## WORK REQUIRED
Tally the lines in the material that contain the string "sink", treating case as significant, and give only the count.

[Shape annotation entries]

=====

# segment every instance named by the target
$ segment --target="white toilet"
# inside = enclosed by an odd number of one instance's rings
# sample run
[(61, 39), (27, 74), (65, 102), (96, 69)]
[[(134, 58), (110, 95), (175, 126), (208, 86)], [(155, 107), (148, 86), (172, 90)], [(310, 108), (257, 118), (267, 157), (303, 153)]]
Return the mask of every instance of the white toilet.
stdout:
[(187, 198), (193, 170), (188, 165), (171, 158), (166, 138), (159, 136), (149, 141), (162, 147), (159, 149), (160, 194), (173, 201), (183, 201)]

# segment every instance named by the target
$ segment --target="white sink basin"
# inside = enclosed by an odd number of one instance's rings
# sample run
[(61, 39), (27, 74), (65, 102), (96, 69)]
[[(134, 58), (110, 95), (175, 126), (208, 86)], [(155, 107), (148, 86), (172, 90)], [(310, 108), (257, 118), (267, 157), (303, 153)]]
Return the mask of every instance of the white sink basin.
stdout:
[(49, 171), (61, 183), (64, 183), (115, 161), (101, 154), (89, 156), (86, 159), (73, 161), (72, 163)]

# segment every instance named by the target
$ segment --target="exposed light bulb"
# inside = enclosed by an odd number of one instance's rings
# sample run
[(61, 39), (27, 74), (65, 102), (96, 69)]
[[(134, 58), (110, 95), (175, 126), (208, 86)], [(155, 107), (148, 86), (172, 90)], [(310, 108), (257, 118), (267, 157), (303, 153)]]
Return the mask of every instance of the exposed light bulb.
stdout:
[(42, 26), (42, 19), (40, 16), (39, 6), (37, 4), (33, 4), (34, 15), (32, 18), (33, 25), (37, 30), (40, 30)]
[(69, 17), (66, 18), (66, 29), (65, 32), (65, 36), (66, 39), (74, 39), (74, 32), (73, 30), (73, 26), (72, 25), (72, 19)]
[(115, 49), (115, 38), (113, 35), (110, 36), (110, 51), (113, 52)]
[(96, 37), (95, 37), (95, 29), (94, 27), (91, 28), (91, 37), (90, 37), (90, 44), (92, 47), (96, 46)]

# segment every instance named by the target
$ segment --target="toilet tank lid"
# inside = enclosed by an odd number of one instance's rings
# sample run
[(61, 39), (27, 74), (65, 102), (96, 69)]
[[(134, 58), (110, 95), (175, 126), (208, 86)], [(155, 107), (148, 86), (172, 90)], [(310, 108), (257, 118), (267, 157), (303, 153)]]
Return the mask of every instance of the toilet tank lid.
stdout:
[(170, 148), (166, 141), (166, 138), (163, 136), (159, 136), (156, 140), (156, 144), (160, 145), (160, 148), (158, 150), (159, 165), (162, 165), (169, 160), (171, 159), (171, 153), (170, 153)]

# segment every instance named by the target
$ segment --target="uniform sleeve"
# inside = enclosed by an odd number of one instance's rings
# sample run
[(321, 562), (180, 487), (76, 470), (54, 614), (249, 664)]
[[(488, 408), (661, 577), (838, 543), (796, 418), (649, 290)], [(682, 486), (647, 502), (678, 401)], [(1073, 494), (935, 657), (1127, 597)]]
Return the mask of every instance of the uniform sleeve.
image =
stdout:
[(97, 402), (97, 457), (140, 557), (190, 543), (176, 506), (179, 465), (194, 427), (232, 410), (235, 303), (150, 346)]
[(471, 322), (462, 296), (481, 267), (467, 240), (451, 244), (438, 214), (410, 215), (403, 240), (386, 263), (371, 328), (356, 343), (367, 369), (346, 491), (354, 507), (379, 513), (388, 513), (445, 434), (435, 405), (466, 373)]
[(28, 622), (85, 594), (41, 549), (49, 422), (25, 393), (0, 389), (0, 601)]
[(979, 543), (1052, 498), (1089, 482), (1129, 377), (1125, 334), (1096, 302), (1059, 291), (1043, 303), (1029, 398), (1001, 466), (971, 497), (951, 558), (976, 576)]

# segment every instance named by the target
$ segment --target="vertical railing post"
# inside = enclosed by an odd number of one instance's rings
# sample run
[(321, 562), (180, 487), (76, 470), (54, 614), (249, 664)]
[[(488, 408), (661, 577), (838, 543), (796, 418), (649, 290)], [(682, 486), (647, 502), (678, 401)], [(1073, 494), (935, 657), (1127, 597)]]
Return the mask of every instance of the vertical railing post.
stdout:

=====

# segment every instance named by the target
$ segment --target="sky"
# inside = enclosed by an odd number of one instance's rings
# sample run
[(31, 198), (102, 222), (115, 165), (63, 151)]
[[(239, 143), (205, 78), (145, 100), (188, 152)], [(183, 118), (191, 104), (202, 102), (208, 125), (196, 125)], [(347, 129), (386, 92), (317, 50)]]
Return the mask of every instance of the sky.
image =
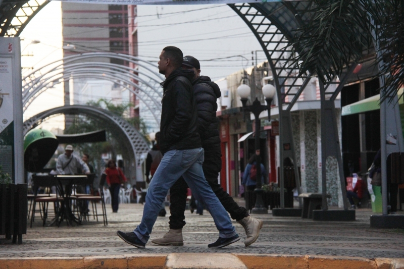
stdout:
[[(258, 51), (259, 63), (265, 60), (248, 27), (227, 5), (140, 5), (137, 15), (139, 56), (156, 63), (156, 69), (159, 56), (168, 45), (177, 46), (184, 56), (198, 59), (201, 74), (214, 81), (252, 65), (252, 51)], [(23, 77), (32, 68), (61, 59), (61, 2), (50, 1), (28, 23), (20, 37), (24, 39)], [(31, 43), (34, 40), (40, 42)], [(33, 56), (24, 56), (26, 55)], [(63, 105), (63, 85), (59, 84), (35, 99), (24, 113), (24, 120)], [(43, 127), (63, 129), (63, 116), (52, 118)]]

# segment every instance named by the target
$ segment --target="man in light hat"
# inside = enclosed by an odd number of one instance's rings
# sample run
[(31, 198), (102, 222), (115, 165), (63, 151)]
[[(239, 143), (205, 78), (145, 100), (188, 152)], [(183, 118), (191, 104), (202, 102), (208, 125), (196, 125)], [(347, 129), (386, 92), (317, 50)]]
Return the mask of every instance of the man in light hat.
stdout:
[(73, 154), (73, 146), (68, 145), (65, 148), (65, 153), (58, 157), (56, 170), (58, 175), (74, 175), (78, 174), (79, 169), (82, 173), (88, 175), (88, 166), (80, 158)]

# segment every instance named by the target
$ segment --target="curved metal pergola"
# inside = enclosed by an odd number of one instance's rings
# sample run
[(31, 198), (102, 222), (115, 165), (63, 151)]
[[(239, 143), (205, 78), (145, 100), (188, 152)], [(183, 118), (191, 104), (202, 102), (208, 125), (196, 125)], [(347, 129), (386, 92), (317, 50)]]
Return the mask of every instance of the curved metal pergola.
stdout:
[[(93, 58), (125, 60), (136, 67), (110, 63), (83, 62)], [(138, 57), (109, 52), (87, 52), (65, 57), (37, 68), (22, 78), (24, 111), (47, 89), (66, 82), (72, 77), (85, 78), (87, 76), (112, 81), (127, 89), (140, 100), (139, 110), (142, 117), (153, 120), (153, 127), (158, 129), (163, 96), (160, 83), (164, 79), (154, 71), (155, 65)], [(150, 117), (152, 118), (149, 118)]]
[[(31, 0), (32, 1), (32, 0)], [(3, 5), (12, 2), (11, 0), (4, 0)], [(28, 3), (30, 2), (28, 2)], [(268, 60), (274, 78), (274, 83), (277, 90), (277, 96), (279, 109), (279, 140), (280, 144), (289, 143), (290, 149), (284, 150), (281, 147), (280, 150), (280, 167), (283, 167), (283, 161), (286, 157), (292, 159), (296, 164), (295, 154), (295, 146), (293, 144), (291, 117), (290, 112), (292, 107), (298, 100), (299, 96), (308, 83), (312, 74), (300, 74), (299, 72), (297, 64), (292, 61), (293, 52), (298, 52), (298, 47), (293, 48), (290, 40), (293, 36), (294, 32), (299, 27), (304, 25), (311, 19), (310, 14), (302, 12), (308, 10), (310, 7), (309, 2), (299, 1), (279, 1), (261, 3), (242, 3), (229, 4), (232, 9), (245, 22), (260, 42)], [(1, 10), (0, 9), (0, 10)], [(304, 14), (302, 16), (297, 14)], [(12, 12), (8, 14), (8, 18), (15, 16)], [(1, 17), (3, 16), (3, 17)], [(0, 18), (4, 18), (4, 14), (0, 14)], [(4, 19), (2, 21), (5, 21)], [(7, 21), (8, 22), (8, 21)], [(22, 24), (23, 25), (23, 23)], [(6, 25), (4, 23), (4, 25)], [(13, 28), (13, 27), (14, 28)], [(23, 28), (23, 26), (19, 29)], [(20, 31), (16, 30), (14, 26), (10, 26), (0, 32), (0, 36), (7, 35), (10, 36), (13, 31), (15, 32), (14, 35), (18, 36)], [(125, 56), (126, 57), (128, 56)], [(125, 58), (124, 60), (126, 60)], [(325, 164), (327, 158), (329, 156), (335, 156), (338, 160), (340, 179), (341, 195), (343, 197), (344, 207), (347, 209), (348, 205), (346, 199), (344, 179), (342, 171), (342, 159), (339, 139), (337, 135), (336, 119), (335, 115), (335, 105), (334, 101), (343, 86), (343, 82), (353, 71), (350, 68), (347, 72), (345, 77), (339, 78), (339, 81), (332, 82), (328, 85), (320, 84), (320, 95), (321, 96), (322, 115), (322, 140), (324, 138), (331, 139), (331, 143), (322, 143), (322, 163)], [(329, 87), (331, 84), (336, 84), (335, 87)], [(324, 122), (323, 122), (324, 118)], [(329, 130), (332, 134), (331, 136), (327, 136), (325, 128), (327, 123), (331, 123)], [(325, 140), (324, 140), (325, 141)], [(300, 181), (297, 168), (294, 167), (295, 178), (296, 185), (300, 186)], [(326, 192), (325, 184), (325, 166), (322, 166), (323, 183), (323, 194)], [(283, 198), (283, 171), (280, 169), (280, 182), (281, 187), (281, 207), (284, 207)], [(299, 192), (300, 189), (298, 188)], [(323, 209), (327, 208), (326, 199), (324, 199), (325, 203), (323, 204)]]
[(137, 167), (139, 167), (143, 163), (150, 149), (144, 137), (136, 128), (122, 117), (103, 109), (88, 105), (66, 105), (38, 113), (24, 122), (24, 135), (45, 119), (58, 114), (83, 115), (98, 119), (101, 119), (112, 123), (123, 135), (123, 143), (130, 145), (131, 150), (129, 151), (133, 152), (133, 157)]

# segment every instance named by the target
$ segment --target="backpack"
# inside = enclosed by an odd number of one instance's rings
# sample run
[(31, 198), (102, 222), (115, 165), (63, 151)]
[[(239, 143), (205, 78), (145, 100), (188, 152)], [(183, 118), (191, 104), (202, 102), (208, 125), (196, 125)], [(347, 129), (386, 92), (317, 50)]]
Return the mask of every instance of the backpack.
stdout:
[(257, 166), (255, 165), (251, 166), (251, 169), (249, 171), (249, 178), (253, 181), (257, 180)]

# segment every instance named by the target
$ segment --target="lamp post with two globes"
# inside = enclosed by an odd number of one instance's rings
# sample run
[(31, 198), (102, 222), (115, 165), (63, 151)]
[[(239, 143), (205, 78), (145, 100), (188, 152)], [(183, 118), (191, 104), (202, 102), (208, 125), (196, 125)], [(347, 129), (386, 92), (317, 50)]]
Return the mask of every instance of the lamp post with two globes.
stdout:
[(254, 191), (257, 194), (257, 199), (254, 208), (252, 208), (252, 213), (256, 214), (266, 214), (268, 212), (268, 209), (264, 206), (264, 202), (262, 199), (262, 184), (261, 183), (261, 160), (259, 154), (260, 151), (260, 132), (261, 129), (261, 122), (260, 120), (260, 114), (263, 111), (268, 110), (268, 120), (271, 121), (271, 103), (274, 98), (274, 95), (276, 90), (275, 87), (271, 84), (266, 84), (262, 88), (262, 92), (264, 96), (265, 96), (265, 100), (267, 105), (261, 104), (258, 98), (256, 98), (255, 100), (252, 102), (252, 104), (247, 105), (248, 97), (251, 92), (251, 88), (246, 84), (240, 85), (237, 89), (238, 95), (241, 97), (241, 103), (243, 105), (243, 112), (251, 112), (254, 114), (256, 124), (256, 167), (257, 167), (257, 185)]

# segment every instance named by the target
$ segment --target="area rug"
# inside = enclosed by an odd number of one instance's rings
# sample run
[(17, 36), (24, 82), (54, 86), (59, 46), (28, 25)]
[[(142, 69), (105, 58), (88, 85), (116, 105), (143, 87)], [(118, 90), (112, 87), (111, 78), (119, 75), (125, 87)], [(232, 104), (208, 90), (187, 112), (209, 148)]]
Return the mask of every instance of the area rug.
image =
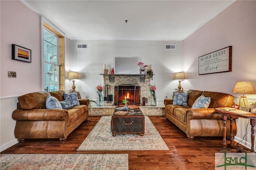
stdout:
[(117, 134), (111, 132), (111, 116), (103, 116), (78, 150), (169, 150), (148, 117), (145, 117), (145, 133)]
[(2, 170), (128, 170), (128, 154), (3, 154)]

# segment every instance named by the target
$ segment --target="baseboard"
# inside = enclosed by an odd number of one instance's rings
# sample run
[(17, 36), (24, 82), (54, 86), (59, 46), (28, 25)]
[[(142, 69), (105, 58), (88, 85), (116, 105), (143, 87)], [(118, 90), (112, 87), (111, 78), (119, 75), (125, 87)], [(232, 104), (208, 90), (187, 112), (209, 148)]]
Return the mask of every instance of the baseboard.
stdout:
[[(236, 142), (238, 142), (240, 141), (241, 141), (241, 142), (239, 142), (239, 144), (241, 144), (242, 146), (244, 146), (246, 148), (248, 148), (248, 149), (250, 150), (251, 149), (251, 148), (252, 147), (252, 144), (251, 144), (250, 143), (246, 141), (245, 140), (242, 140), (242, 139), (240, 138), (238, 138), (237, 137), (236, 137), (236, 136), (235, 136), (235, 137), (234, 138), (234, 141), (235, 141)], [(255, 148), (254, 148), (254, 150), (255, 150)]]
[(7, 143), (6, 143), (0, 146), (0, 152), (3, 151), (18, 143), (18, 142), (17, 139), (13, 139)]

=====

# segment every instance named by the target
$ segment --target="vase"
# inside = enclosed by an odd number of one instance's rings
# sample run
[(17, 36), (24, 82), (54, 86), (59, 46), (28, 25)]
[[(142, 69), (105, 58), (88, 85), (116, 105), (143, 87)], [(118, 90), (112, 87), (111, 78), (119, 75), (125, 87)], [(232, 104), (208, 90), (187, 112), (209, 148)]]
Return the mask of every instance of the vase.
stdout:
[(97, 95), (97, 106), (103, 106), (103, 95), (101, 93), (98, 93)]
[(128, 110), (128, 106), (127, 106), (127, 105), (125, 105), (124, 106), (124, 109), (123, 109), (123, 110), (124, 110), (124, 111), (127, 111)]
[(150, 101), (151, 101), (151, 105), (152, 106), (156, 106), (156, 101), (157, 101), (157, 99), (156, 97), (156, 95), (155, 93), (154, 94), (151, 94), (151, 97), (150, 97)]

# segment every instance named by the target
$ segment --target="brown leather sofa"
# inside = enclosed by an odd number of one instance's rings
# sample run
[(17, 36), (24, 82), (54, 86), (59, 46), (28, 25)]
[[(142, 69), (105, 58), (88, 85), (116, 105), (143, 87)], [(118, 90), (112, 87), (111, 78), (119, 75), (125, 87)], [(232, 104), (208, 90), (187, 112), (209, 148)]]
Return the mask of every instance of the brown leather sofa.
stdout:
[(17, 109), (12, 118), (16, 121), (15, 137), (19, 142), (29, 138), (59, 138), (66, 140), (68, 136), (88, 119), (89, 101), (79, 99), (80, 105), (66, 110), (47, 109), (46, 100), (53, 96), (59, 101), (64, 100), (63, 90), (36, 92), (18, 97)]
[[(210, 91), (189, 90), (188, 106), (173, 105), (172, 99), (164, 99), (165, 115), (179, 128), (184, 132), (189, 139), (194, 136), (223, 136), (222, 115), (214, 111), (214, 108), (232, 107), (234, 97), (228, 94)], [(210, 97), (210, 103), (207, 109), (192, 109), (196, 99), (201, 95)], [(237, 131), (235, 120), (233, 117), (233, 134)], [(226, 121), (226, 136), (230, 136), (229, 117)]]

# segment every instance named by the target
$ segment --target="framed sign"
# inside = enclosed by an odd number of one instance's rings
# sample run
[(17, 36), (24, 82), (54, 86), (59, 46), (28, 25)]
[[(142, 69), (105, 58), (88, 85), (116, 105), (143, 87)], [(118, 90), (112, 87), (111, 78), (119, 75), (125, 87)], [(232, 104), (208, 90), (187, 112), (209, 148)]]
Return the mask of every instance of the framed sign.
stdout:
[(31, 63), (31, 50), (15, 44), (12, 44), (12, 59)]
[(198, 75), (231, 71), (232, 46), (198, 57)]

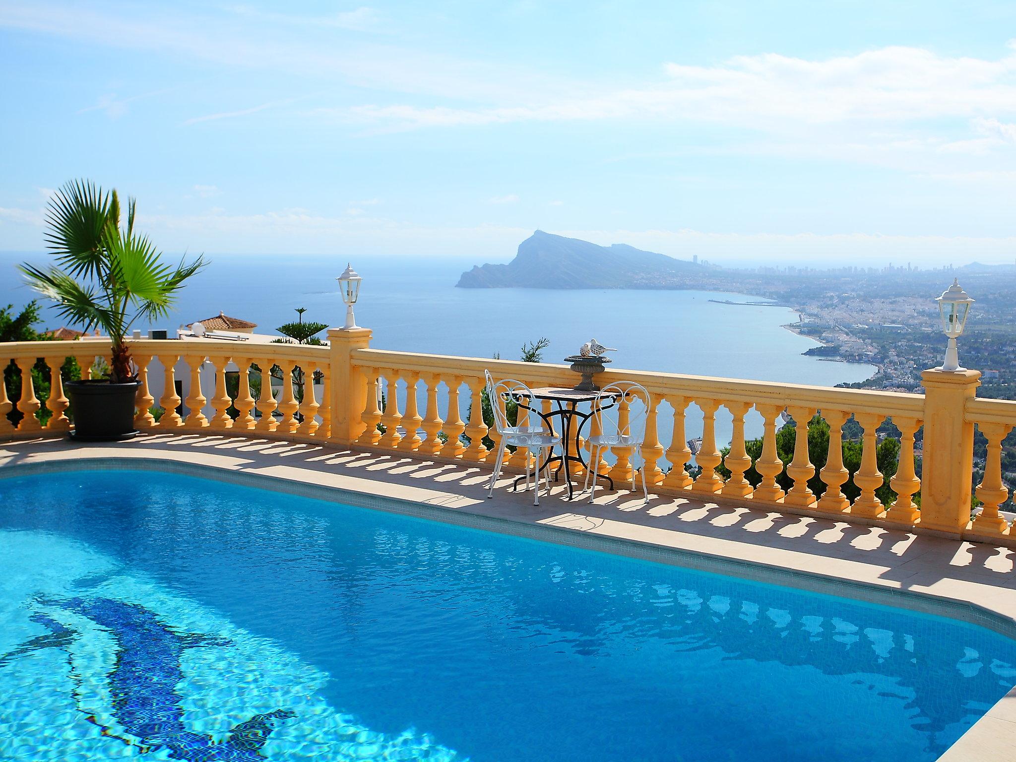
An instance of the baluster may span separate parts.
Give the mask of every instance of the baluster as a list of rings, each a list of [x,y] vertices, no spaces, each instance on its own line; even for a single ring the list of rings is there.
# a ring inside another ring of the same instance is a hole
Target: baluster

=====

## COMPLETED TASK
2